Records of labeled points:
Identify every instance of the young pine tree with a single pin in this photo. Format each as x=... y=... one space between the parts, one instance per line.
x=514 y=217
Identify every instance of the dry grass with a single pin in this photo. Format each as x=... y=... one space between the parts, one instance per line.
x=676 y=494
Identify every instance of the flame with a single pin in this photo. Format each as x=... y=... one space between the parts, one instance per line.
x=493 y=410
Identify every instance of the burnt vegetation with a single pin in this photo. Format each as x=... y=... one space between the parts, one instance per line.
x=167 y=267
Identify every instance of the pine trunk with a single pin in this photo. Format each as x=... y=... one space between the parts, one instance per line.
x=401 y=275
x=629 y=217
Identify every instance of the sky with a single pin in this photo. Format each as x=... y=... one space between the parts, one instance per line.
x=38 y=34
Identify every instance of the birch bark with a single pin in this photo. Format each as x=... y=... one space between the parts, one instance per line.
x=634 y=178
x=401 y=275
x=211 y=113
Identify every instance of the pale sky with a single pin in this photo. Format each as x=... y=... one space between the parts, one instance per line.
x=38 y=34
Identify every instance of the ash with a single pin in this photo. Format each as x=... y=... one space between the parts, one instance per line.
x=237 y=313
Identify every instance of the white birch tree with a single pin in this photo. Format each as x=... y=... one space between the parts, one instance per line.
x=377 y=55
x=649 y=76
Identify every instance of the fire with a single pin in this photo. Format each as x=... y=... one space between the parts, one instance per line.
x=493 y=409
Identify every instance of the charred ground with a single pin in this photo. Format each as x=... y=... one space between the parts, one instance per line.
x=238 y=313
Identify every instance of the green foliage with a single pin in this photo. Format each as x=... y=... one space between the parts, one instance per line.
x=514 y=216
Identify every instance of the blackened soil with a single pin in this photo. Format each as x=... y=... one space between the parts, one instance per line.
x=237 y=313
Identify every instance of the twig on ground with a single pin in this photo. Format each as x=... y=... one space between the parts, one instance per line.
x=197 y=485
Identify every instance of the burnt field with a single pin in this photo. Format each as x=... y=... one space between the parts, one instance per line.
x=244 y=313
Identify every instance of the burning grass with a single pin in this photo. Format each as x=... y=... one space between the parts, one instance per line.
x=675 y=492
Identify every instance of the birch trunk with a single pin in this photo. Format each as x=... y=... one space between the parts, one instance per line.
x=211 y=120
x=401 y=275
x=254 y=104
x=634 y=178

→ STATED PROBLEM:
Output the entries above as a two-column CSV with the header entry,answer and one row for each entry. Put the text and the answer each in one quoted field, with line breaks turned into spaces.

→ TASK RESPONSE:
entry,answer
"Identify every instance of the young pine tree with a single pin in this photo. Format each as x=... y=... one space between the parts, one instance per line.","x=514 y=217"
"Identify every instance of the dry grass with a single pin in this photo. Format each as x=... y=... one space between the parts, one instance per line.","x=676 y=494"
"Identify every instance of the flame with a single pin in this photo. Format each as x=... y=... one space between the parts, one instance per line.","x=493 y=410"
"Identify every instance of the burnt vegetation with a single pin in this photo. Format each as x=... y=... one space between the parts, one instance per line.","x=167 y=267"
"Identify every instance of the pine trunk with a single pin in this photo. Format each as x=... y=... one space between the parts, one instance per line.","x=401 y=275 x=629 y=217"
"Identify every instance of the sky with a single pin in this photo. Format each as x=... y=... one space between the parts, one instance per line.","x=38 y=34"
"Identify every instance of the birch bark with a single pin in this photo. Format each as x=... y=... one space between the parts, one instance per line.","x=634 y=178 x=401 y=275 x=211 y=113"
"Identify every instance of the pale sky with a single pin in this photo. Format each as x=... y=... one space between the parts, one instance per line.","x=38 y=34"
"Identify every instance of the ash with a single pin in this photo. Format each as x=... y=... one space between the parts, one instance per line.","x=237 y=313"
"Identify every instance of the white birch tree with a single pin in this photo. Format each as x=... y=... one space between the parts, one instance per line.","x=377 y=55 x=649 y=76"
"Identify every instance of the fire with a single pin in this photo. Format each as x=... y=... one space between the parts, one instance per line.","x=493 y=409"
"Identify every instance of the charred ground with a single pin in this photo. Format each as x=... y=... one space between the parts, one instance per line.","x=238 y=313"
"Identify every instance of the green foliage with a single pin in this photo. Format each as x=... y=... one space between the parts, one instance per line.","x=514 y=216"
"Identify every instance of the blackened soil with a single pin in this photo. Format each as x=... y=... one space between the parts, one instance per line.","x=237 y=313"
"Identify every instance of the twig on ground with a single pin in this photo. Format each as x=... y=... one space between the parts, one instance per line.","x=197 y=485"
"Identify every instance of the burnt field with a single pin in this photo. Format each as x=... y=... one space between the parts, one instance per line.","x=244 y=313"
"Identify every instance of the burning grass with a single pin in this photo. Format each as x=... y=... one space between the parts, one instance per line.","x=675 y=492"
"Identify every instance of the birch trunk with a single pin in this photo. Format each as x=... y=... one space between the parts, one instance per line.","x=211 y=120 x=401 y=275 x=254 y=104 x=634 y=178"